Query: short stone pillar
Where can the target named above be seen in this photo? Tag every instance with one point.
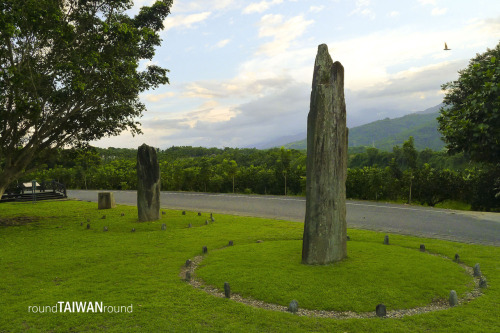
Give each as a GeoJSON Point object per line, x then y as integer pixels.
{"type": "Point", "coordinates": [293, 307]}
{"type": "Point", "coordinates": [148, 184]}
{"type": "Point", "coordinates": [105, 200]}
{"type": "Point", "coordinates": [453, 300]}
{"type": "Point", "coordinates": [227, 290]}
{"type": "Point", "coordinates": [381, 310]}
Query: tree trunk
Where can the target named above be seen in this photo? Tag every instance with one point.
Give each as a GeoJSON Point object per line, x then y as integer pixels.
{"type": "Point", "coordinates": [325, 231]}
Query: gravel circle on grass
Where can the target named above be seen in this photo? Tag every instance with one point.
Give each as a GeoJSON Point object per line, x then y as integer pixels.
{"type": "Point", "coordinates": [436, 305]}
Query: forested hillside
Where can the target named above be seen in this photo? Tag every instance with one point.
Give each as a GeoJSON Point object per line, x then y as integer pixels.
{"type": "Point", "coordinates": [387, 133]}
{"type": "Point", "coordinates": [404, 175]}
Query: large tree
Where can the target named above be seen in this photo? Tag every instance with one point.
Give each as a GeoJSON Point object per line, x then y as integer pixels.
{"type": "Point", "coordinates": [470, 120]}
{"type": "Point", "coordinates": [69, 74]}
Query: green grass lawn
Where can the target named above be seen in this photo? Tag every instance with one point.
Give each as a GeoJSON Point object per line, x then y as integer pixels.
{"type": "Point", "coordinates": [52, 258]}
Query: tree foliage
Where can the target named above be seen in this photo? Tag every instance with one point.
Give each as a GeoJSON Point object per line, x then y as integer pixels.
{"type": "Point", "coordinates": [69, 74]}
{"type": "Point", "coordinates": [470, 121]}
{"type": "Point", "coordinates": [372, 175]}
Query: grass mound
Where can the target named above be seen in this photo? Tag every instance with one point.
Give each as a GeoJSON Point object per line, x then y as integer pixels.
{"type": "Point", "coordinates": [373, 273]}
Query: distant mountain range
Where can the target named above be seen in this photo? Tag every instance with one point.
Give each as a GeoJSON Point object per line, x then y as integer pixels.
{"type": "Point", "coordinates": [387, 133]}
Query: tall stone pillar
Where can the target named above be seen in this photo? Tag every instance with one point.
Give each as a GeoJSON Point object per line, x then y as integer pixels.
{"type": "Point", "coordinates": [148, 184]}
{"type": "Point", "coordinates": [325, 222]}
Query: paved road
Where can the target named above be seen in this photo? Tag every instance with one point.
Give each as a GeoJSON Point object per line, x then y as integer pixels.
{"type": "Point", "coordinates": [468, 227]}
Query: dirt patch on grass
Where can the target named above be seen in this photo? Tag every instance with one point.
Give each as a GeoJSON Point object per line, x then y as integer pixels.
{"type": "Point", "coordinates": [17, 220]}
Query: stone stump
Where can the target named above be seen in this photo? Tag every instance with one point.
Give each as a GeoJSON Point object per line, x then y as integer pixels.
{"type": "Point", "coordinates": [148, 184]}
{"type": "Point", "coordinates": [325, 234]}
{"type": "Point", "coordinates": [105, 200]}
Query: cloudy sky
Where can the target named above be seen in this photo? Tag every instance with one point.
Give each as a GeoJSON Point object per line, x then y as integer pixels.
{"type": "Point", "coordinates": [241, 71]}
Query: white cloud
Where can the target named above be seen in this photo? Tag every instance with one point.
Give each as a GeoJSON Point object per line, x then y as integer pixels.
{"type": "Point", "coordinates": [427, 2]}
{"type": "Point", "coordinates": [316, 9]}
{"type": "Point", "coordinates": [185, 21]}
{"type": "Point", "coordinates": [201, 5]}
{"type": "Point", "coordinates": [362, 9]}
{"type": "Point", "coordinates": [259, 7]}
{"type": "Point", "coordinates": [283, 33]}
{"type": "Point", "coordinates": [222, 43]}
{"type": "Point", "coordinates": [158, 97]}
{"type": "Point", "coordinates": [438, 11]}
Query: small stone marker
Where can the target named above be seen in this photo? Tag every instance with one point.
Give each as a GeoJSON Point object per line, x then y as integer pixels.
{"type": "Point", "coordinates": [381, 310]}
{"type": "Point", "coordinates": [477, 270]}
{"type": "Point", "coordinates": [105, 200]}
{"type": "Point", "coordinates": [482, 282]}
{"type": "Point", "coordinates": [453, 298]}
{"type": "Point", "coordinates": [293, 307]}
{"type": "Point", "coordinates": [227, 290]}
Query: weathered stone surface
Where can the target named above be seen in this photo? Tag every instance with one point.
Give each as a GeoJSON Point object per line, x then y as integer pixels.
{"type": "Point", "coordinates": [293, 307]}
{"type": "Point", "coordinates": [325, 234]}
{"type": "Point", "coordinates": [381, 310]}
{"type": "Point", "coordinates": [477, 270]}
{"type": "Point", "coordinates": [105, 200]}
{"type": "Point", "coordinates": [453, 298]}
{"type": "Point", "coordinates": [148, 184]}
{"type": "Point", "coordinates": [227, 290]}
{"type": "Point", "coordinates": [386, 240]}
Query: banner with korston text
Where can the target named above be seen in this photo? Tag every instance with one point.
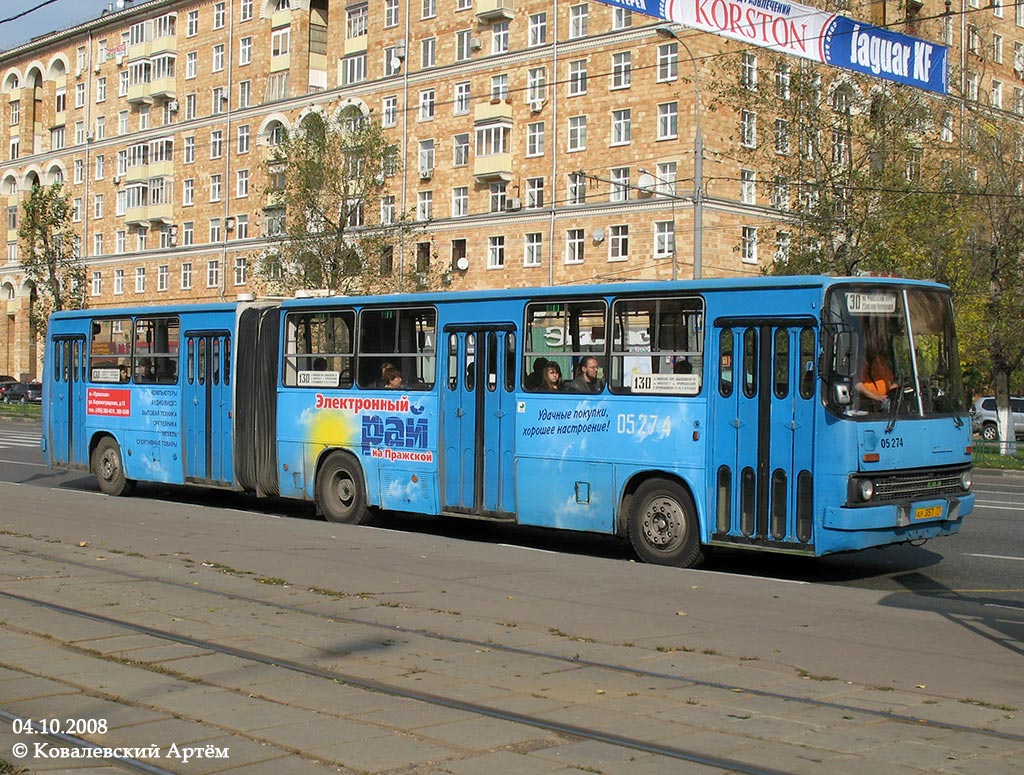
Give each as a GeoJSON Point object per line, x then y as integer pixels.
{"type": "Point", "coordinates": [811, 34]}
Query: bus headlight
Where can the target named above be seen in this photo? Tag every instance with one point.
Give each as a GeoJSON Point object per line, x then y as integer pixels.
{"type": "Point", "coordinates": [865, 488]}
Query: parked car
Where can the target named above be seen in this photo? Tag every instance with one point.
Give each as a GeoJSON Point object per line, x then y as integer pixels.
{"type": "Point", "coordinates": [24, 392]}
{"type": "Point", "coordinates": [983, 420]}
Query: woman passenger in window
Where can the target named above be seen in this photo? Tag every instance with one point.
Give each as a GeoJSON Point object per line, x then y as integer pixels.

## Required task
Reproduce all of the data above with every occurrence of "Query" renamed to "Label" and everything else left unchanged. Omit the pictures from your answer.

## Answer
Label: short stone pillar
Where can the target named above be seen in this photo? Tag every instance with one point.
Give each as a GeoJSON Point object per line, x then y as integer pixels.
{"type": "Point", "coordinates": [293, 307]}
{"type": "Point", "coordinates": [148, 184]}
{"type": "Point", "coordinates": [105, 200]}
{"type": "Point", "coordinates": [453, 300]}
{"type": "Point", "coordinates": [227, 290]}
{"type": "Point", "coordinates": [381, 310]}
Label: tree trunk
Where can the target named above be seen in this photo? Tag every instance with one point.
Give each as a GeoJSON Point object per line, x then y as integer pixels.
{"type": "Point", "coordinates": [325, 231]}
Label: gravel circle on grass
Where can the target named above be seen in this photo? Tag every instance with one point.
Give each as a GeoJSON Point object per line, x then y as integer pixels.
{"type": "Point", "coordinates": [436, 305]}
Label: forested hillside
Where can the target named above be seen in this photo? Tag every instance with one point.
Give each as a GeoJSON Point object per line, x then y as integer pixels.
{"type": "Point", "coordinates": [387, 133]}
{"type": "Point", "coordinates": [404, 175]}
Label: large tree
Where can the target named above be seen in this photo? Tag every instance with one point.
Give each as a GeoJSON Point object per line, x then y as integer pixels.
{"type": "Point", "coordinates": [470, 120]}
{"type": "Point", "coordinates": [69, 74]}
Label: green grass lawn
Where can the target named above be seen in this photo? Tag every instance with one point.
Give each as a GeoJSON Point object per line, x then y as integer pixels.
{"type": "Point", "coordinates": [52, 258]}
Label: tree foliage
Where can the target named above be seen in this photo? Tag every instance with one point.
Give each as a GeoJSON Point object per line, x then y as integer pixels.
{"type": "Point", "coordinates": [69, 74]}
{"type": "Point", "coordinates": [470, 121]}
{"type": "Point", "coordinates": [372, 175]}
Label: grass mound
Where can the target named above be seen in this photo? Tag every instance with one point.
Give each as a GeoJSON Point object per line, x then y as integer pixels.
{"type": "Point", "coordinates": [373, 273]}
Label: distant mountain range
Where can the target named above be seen in this photo? Tag every instance with one point.
Give each as a GeoJSON Point object per line, x then y as integer pixels.
{"type": "Point", "coordinates": [387, 133]}
Label: tall stone pillar
Where can the target named above be seen in this photo? Tag every instance with one point.
Give each as a GeoJSON Point object per line, x then y as integer pixels.
{"type": "Point", "coordinates": [148, 184]}
{"type": "Point", "coordinates": [325, 222]}
Label: paved road
Where can the target named above be seen in this photo? Tag every instance with one point.
Give each as a GeoJSON Point object per line, x then y as integer pixels.
{"type": "Point", "coordinates": [468, 227]}
Label: dirt patch on grass
Where can the target named above be seen in this photo? Tag every instance with one point.
Give each as a GeoJSON Point object per line, x then y as integer pixels.
{"type": "Point", "coordinates": [17, 220]}
Label: stone stump
Where can the target named above be seen in this photo? Tag every instance with one point.
Give each as a GeoJSON Point object per line, x then y as integer pixels.
{"type": "Point", "coordinates": [148, 184]}
{"type": "Point", "coordinates": [325, 234]}
{"type": "Point", "coordinates": [105, 200]}
Label: cloudy sky
Where can the target named above be seen in this photo? Tag every instance with one point.
Give each as a GeoJSON Point object per line, x then y as integer pixels.
{"type": "Point", "coordinates": [241, 71]}
Label: white cloud
Where can the target named above be seen in this photo? Tag every instance with one point.
Give each as a GeoJSON Point object per line, x then y as integer pixels.
{"type": "Point", "coordinates": [427, 2]}
{"type": "Point", "coordinates": [316, 9]}
{"type": "Point", "coordinates": [185, 21]}
{"type": "Point", "coordinates": [201, 5]}
{"type": "Point", "coordinates": [362, 9]}
{"type": "Point", "coordinates": [259, 7]}
{"type": "Point", "coordinates": [283, 33]}
{"type": "Point", "coordinates": [222, 43]}
{"type": "Point", "coordinates": [158, 97]}
{"type": "Point", "coordinates": [438, 11]}
Label: small stone marker
Where can the target named above be seen in this photo? Tag every instance with one point.
Give each as a GeoJSON Point object per line, x then y as integer pixels.
{"type": "Point", "coordinates": [381, 310]}
{"type": "Point", "coordinates": [477, 270]}
{"type": "Point", "coordinates": [105, 200]}
{"type": "Point", "coordinates": [482, 282]}
{"type": "Point", "coordinates": [453, 298]}
{"type": "Point", "coordinates": [293, 307]}
{"type": "Point", "coordinates": [227, 290]}
Label: weathered stone surface
Where can the target named above be seen in this photo? Tag every instance with one point.
Give each as a GeoJSON Point object per line, x then y as integer pixels.
{"type": "Point", "coordinates": [293, 307]}
{"type": "Point", "coordinates": [325, 234]}
{"type": "Point", "coordinates": [381, 310]}
{"type": "Point", "coordinates": [477, 270]}
{"type": "Point", "coordinates": [105, 200]}
{"type": "Point", "coordinates": [453, 298]}
{"type": "Point", "coordinates": [148, 184]}
{"type": "Point", "coordinates": [227, 290]}
{"type": "Point", "coordinates": [386, 240]}
Label: banner with korston text
Where can the target named above be seen in this photo? Tag every instance with one point.
Give each as a GeoJSON Point object per line, x then y as integer pixels.
{"type": "Point", "coordinates": [811, 34]}
Label: bus headlight
Where can the target named above be seen in this photo? Tag every instance with one point.
Give each as a GeoJSON Point object per line, x then y as integer pixels.
{"type": "Point", "coordinates": [865, 488]}
Label: parked car
Where can the target named above be seen in this photo? Tag every instance with one point.
Give each as a GeoJSON Point object per line, x then y as integer pixels.
{"type": "Point", "coordinates": [24, 392]}
{"type": "Point", "coordinates": [983, 420]}
Label: woman passenger in window
Where can the target named above be seen in this photo? Tag every instance with one point.
Give each as a GeoJSON Point object per line, x then y as integer pixels.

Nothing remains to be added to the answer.